Aufgaben =>
- a) In welcher Stadt und in welchem Viertel hat Ben Morris laut dem Artikel über den ESC-Illustrator seine Wohnung?
- b) Schreiben Sie aus dem Artikel über den ESC-Illustrator die Passage von „Der ESC, die“ bis „Eurovision Song Contest.“ wortgetreu ab.
- c) Führen Sie den Artikel über den ESC-Illustrator nach seinem letzten Satz weiter.

Vorliegender Text =>
>>>>>

Stand: 15.05.2015 20:30 Uhr

Der ESC, die schönste Zeit des Jahres

Der Türsummer geht. "Dritter Stock", ruft Ben Morris in die Gegensprechanlage. Der Illustrator und "Erfinder" der ESC-Mini-Icons hat eine Wohnung in Stockbridge in der schottischen Hauptstadt Edinburgh. Ein nettes Viertel mit vielen kleinen Shops und gemütlichen Cafés. Von seinem Wohnzimmer aus, kann er das Schloss, das Edinburgh Castle sehen. Im Schlafzimmer liegt ein geöffneter Koffer, er packt gerade für Wien. Mit fünf Freunden geht's zum Eurovision Song Contest.

<<<<<

Gesammelte Daten =>
>>>>>

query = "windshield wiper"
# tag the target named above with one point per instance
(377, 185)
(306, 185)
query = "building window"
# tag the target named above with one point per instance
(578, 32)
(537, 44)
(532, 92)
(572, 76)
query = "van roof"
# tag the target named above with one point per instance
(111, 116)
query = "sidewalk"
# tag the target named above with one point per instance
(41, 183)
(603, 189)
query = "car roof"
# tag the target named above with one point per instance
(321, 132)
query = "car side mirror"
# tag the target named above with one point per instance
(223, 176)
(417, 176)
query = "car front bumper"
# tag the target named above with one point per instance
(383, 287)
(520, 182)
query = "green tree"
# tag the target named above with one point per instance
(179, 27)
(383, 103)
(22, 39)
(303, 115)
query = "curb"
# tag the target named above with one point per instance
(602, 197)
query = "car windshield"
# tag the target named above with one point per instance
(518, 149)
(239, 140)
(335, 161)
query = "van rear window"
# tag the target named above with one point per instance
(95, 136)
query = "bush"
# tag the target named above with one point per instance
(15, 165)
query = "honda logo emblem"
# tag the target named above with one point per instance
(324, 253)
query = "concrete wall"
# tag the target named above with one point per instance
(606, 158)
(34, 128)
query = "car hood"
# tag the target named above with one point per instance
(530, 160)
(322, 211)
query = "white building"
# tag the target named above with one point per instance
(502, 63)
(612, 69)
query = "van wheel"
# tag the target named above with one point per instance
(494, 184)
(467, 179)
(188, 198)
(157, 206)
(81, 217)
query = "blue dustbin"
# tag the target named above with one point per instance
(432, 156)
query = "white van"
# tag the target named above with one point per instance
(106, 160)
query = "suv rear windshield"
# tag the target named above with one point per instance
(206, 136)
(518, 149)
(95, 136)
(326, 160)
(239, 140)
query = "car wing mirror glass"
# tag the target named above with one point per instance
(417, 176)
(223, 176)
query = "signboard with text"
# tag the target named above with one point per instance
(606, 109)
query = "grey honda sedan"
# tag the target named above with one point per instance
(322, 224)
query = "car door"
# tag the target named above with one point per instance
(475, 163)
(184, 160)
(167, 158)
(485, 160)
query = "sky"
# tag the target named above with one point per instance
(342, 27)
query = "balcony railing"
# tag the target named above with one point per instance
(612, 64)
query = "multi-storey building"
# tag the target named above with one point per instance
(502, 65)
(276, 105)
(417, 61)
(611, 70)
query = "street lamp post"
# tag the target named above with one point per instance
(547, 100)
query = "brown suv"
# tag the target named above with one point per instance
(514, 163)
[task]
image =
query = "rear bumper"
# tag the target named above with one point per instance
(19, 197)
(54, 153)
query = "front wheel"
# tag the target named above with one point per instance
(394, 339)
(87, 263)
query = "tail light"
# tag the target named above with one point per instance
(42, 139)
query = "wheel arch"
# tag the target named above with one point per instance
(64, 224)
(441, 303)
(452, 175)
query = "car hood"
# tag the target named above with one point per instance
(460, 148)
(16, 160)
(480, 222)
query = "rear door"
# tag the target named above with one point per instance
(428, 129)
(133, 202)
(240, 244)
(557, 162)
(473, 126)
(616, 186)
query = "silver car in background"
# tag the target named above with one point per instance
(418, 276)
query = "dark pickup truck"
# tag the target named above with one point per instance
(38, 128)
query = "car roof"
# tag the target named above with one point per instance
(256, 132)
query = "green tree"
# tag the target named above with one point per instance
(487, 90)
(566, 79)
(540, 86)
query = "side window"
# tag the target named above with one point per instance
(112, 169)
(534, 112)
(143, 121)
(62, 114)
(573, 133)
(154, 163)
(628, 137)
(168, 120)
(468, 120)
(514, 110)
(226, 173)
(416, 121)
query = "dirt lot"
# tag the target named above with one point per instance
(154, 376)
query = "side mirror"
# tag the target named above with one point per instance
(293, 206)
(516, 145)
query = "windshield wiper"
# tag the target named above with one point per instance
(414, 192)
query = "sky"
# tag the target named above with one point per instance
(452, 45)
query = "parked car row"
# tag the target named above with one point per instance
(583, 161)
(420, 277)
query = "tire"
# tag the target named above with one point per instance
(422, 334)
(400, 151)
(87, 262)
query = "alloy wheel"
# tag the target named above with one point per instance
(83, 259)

<<<<<

Lösungen =>
- a) In Edinburgh, im Viertel Stockbridge.

- b)
Der ESC, die schönste Zeit des Jahres

Der Türsummer geht. "Dritter Stock", ruft Ben Morris in die Gegensprechanlage. Der Illustrator und "Erfinder" der ESC-Mini-Icons hat eine Wohnung in Stockbridge in der schottischen Hauptstadt Edinburgh. Ein nettes Viertel mit vielen kleinen Shops und gemütlichen Cafés. Von seinem Wohnzimmer aus, kann er das Schloss, das Edinburgh Castle sehen. Im Schlafzimmer liegt ein geöffneter Koffer, er packt gerade für Wien. Mit fünf Freunden geht's zum Eurovision Song Contest.

- c)
ESC-Revival auf dem Land

Ein wenig müde sieht er aus, von März bis Mai hat er immer besonders viel zu tun. Neben Arbeiten für das "Doctor Who Magazine" der BBC illustriert er seit 2010 alle ESC-Teilnehmer. Und er war am Vorabend auf einem Konzert: Bucks Fizz haben gespielt. Mit Freunden ist er nach Kelso gefahren, einen 6.000-Einwohner-Ort 45 Meilen von Edinburgh entfernt, um die Teilnehmer von 1981 zu sehen - oder das, was von ihnen übrig ist. Nach der Trennung von Robert Gubby dürfen sich Cheryl Baker, Jay Aston und Mike Nolan nicht mehr so nennen. Darum heißen sie nun Formerly Of Bucks Fizz. Vor etwa 200 Zuschauern haben sie gespielt, viele wie Morris Mitte 40, einige Ältere, aber auch Jüngere in 80er-Jahre-Outfits. "Die Sängerin Cheryl kam auf die Bühne und hat gefragt: Wie heißen wir? Natürlich haben alle 'Bucks Fizz' gerufen. Sie meinte nur: Ok, das habt ihr gesagt", erzählt Morris. "Sie waren fantastisch, haben toll gesungen und echt Stimmung gemacht. Einer der Locals meinte, das sei das Größte, was in Kelso seit 1966 passiert ist."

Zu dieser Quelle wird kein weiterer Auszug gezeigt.